PHP FlameGraph Profiler — Performance Explorer in NuSphere PhpED

Performance problems are rarely obvious from reading code. A function that looks simple may be called millions of times. A seemingly fast operation may block on I/O or trigger expensive memory allocations. Without measurement, developers rely on intuition — which is frequently wrong about where bottlenecks actually are. PhpED 22 introduces the brand-new PHP Performance Explorer — a modern FlameGraph sampling profiler with a rich, interactive UI based on the Firefox Profiler engine and reworked to natively support PHP. Instead of instrumenting every function call, it periodically captures the current call stack, so the overhead stays low while still producing a statistically accurate picture of where time is spent.

For information about supported platforms and how to install the PHP Debugger and Profiler modules, please see the debugging PHP on various platforms page. The classic line-level PHP Profiler remains fully supported and is still the right tool when you need precise per-line timings, hit counts, memory deltas or SQL query timing.

Why a sampling FlameGraph profiler?

A profiler answers the fundamental question: where is time being spent? More specifically, the FlameGraph Profiler helps investigate and improve:

CPU hotspots — Which functions consume the most execution time? Is the cost in the function itself (self time) or in what it calls (running time)? A function with high running time but zero self time is just a dispatcher — the real cost is deeper in the tree.
Building output and template layout costs — How much time is spent in template processing? Reading a property right after modifying it is a classic performance trap that profiling makes visible.
Service call latency — Are requests to external services blocking too much? What requests are dominating in time? A slow output might be a waterfall of sequential requests rather than a code problem.
Regression detection — After a code change, did performance get worse? Comparing profiles before and after reveals exactly what shifted and by how much.

The goal is to move from "it feels slow" to "function X in module Y accounts for 40% of the time during this interaction" — then fix the right thing instead of guessing.

How sampling works

The profiler periodically stops execution (e.g. every 1ms) and captures the current call stack. Over thousands of samples, a statistical picture emerges of where time is spent. If a function appears in 30% of samples, it is responsible for roughly 30% of the execution time.

There is a tradeoff in sampling rate. Higher rates (e.g. 5 microseconds) capture more detail but add profiler overhead that can skew results. Lower rates (e.g. 2ms) have minimal overhead but may miss many short-lived functions. A practical approach is to keep the default rate and run the profiled action multiple times to accumulate enough samples naturally.

Samples are general-purpose — they capture whatever is running without requiring any code changes. But they are probabilistic: a very fast function that runs between two sample points may never be captured.

When the sampling rate is set to zero, the profiler samples every executed line. While this mode is not intended for precise timing measurements, it provides complete execution tracing, capturing every function call, executed line, and their exact execution order. This makes it especially useful for detailed flow analysis and code path investigation.

___

§ **Task 1**
From the FlameGraph profiler page, list the areas the FlameGraph Profiler is said to help investigate and improve.
§ **Task 2**
Rewrite the FlameGraph profiler page's passage starting at "Performance problems are" and ending at "picture of where time is spent.", changing "developers" to "programmers".

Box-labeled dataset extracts
___

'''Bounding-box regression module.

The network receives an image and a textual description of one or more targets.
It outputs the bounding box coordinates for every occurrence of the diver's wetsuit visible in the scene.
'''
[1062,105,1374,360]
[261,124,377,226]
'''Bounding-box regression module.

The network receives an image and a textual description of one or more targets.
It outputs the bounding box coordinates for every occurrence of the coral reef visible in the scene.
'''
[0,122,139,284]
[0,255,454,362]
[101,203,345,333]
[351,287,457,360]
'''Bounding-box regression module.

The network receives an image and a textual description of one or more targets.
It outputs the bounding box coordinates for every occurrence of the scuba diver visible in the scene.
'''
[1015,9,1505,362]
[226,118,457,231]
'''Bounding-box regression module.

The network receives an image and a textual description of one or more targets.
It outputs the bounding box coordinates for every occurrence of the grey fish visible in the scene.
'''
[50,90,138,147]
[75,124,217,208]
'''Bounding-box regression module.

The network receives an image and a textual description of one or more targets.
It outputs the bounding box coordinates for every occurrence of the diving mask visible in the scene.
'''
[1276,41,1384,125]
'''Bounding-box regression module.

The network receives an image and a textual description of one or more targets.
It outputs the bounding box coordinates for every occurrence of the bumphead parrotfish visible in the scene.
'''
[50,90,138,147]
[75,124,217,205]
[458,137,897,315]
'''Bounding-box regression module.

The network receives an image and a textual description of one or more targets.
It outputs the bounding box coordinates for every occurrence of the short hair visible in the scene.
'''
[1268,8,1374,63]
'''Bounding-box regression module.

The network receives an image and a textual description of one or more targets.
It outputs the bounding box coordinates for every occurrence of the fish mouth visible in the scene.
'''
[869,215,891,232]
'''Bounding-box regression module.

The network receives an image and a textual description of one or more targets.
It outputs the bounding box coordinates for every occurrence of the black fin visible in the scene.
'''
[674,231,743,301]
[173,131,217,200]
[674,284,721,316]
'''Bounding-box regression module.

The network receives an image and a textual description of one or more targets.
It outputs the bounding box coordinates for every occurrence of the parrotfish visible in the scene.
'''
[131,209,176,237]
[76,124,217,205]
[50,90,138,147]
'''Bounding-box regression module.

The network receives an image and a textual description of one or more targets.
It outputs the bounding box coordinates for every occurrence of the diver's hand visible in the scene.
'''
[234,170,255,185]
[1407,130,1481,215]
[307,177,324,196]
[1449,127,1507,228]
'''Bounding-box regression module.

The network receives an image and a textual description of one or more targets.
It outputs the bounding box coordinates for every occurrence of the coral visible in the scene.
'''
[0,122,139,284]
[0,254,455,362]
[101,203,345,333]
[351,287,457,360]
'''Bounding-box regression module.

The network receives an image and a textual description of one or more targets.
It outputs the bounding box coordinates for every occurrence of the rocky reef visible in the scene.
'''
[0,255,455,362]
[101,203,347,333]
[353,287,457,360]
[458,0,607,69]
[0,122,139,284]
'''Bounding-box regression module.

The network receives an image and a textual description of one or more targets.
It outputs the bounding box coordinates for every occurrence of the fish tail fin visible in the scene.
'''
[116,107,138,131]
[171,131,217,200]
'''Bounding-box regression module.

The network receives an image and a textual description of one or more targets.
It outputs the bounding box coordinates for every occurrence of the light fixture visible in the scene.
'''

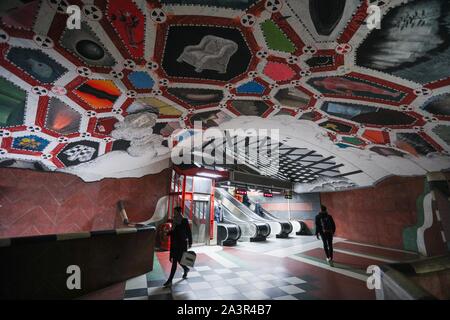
[197,172,222,179]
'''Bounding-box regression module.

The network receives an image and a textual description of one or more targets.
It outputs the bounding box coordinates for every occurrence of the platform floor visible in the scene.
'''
[124,236,418,300]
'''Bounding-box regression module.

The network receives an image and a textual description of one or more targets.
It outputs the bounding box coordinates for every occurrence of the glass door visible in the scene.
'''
[192,194,211,245]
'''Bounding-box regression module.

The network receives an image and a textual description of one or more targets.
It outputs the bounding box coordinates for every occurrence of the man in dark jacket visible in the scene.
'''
[316,206,336,266]
[164,207,192,287]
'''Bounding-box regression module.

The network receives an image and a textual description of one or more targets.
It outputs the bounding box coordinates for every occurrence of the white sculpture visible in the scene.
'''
[111,112,163,157]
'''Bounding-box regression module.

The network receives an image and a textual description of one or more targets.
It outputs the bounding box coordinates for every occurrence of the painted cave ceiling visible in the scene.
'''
[0,0,450,191]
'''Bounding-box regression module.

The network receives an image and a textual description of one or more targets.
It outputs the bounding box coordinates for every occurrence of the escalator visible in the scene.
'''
[255,208,294,238]
[216,188,293,238]
[259,207,309,236]
[214,188,271,242]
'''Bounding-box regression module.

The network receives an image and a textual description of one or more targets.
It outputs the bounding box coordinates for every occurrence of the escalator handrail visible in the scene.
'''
[216,188,267,223]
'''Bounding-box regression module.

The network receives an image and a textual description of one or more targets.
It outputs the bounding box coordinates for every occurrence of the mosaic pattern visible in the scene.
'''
[0,0,450,186]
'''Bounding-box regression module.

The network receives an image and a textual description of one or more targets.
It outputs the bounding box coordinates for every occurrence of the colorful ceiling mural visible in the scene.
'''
[0,0,450,186]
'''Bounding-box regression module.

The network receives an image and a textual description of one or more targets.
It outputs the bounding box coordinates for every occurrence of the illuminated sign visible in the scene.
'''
[264,191,273,198]
[236,188,247,196]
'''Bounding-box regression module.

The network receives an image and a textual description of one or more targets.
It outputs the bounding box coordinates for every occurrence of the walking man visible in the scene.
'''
[316,205,336,266]
[164,207,192,287]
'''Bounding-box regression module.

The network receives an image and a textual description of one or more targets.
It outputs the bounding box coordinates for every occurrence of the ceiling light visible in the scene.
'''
[197,172,222,179]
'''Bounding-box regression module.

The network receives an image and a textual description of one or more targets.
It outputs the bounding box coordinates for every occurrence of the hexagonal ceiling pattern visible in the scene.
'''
[0,0,450,190]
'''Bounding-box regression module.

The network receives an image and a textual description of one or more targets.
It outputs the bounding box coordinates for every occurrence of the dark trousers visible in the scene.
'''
[320,232,333,260]
[167,258,189,282]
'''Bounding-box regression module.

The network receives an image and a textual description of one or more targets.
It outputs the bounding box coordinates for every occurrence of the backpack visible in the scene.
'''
[320,214,333,233]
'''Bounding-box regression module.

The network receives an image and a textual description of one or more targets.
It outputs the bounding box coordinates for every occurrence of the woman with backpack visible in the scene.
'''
[316,205,336,266]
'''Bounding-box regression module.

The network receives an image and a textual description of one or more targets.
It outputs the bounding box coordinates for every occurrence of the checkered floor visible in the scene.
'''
[124,266,316,300]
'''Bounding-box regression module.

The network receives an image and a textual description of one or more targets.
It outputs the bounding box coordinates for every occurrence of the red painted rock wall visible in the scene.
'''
[0,168,170,238]
[321,177,425,249]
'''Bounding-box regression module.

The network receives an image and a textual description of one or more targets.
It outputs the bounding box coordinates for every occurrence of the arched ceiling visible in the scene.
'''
[0,0,450,191]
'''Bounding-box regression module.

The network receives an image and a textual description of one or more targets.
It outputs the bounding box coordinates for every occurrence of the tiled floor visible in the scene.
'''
[124,237,413,300]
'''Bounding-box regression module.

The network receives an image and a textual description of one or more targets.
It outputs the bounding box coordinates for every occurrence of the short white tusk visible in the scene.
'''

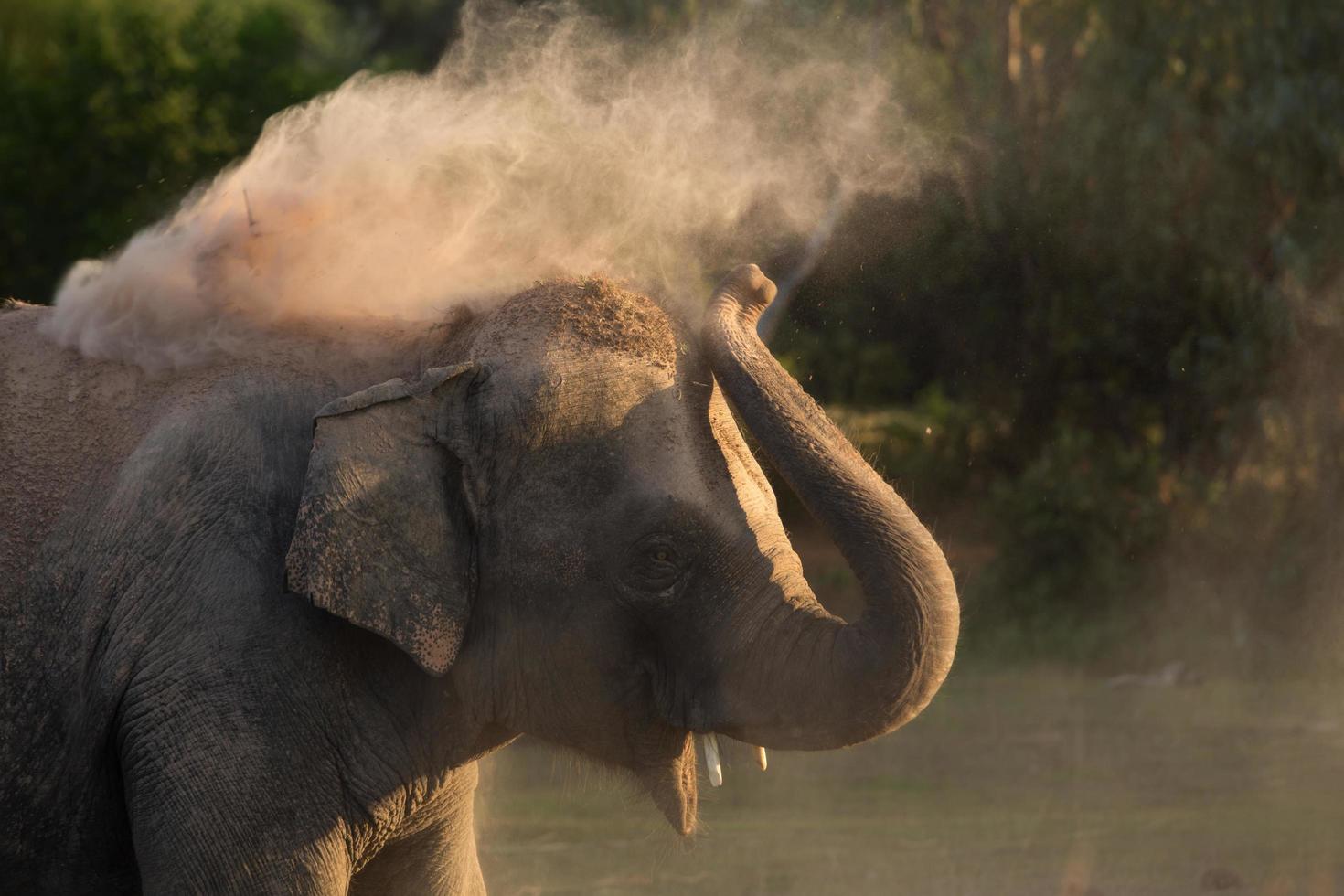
[700,731,723,787]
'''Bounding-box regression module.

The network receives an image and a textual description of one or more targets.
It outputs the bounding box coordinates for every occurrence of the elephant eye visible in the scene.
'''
[624,538,687,592]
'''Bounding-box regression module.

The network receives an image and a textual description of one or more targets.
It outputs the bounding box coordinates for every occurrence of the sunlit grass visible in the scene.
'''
[480,669,1344,896]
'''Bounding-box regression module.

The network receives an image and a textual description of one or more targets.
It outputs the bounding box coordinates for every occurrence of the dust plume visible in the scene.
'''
[38,3,929,368]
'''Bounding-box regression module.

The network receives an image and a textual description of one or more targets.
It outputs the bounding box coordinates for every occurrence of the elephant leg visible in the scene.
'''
[121,699,354,896]
[128,763,351,896]
[349,770,485,896]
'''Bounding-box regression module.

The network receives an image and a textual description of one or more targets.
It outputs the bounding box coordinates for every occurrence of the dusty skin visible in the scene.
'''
[0,266,958,893]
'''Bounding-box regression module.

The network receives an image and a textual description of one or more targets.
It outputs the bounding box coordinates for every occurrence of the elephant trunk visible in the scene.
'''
[703,264,960,750]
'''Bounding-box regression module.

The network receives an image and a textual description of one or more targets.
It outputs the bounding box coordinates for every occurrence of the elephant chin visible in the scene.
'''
[635,732,698,837]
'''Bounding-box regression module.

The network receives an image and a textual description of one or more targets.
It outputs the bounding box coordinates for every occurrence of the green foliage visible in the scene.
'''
[0,0,354,301]
[777,0,1344,634]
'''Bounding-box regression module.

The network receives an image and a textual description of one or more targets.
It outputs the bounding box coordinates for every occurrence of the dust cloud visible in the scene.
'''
[48,1,930,369]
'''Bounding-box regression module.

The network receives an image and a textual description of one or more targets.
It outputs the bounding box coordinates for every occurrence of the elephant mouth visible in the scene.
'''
[635,731,699,837]
[635,730,766,837]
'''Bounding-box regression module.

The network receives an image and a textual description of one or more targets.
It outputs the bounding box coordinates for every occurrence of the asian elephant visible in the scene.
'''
[0,264,958,893]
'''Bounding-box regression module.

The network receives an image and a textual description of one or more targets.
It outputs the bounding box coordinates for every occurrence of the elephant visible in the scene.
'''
[0,264,960,893]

___

§ **Correct answer 1**
- CPU hotspots
- Building output and template layout costs
- Service call latency
- Regression detection

§ **Correct answer 2**
Performance problems are rarely obvious from reading code. A function that looks simple may be called millions of times. A seemingly fast operation may block on I/O or trigger expensive memory allocations. Without measurement, programmers rely on intuition — which is frequently wrong about where bottlenecks actually are. PhpED 22 introduces the brand-new PHP Performance Explorer — a modern FlameGraph sampling profiler with a rich, interactive UI based on the Firefox Profiler engine and reworked to natively support PHP. Instead of instrumenting every function call, it periodically captures the current call stack, so the overhead stays low while still producing a statistically accurate picture of where time is spent.